Cela exige au départ le dépassement par le haut de leurs multiples contradictions secondaires actuelles.
Oui à l’union mais, pour pouvoir unir efficacement nos efforts au service d’objectifs et de choix stratégiques communs, il nous faut d’abord définir et exposer clairement, à travers un programme politique consensuel et qui rompe avec les pratiques antérieures, les valeurs que nous défendons et le combat que nous entendons mener, fixer des repères et des objectifs pour ce combat et tracer un horizon redonnant à chaque Rwandais l’espérance et l’assurance de vivre mieux qu’aujourd’hui.
La définition des contours de l’alternative que nous voulons présenter au peuple rwandais, les mécanismes que nous comptons mettre en ouvre et la délimitation des voies que nous emprunterons pour porter ce projet sont un préalable incontournable. A cet égard, quiconque prétendrait au monopole de la pensée et de l’action et voudrait imposer sa seule vision avilit et détruit l’espérance du peuple rwandais et condamne à l’impuissance la dynamique engagée.
L’urgence ne doit en aucun cas justifier la précipitation ou servir de prétexte pour escamoter l’essentiel, car nous risquerions d’administrer des tranquillisants au lieu de traiter le mal.
- Il faut enfin définir une stratégie de résistance à laquelle tout le reste doit être subordonné, se doter d’une méthode de résistance adaptée à la situation et rassembler les moyens pour la mettre en œuvre.
Ce sont là les trois étapes essentielles et nul ne saurait les éluder dans la lutte pour une alternative au régime actuel, pour une opposition forte et unie, et pour l’avenir du Rwanda. L’expérience a montré qu’il ne suffit pas de changer les tenants du pouvoir.
L’important est d’arriver à changer le système car jusqu’ici les régimes changent, les « hommes forts » se succèdent, mais le système demeure : dictature, logique d’exclusion et du gain immédiat.
3- La troisième faiblesse de l’opposition reste sa composition. Que de brebis galeuses dans les rangs des contestataires, des militants des droits de l’homme et autres bonnes âmes ! On trouve à cet effet cinq types d’opposants :
- Les barons de l’ancien régime et de leur clientèle qui rêvent d’être rétablis dans leurs « biens ». Ces gens s’agitent parce qu’ils ont peur pour eux-mêmes ; peur de devoir rendre des comptes ;
- Ceux qui militent pour leurs propres personnes en fonction des postes à occuper. Ceux-ci s’agitent dans l’espoir que Kagame les appelle aux affaires ; ils se soucient peu des réformes à opérer. Ce groupe comprend un mélange hétéroclite d’opportunistes qui sont soit d’anciens dignitaires du MRND, soit d’anciens cadres de l’ancienne opposition démocratique, tous convaincus qu’il vaut mieux être du côté du plus fort.
Cela est d’autant plus facile que le pouvoir a la capacité de séduire tous ceux qui n’ont pas de convictions fortes ou qui ont faim. En effet, dans ce pays très pauvre et où la politique constitue le meilleur raccourci pour s’enrichir, le paysage politique évolue essentiellement au gré des besoins financiers des soi-disant opposants. La logique du « tube digestif » ou du « ventre » finit par avoir raison de ces soi-disant « opposants ».

◆ ◆ ◆ ◆ ◆ ◆ ◆

**Consigne:**
Répondez, s'il vous plaît, à ces questions sur le texte consacré à l'opposition rwandaise :
(a) Selon le texte, que faut-il changer, puisqu'il ne suffit pas de changer les tenants du pouvoir ?
(b) Quelle est la troisième faiblesse de l'opposition ?
(c) Combien de types d'opposants le texte distingue-t-il ?

**Segment de données:**
◆ ◆ ◆ ◆ ◆ ◆ ◆

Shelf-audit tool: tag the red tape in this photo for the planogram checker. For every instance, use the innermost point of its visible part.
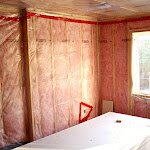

◆ ◆ ◆ ◆ ◆ ◆ ◆

**Réponse:**
(a) Le système, qui demeure : dictature, logique d'exclusion et du gain immédiat.
(b) Sa composition.
(c) Cinq.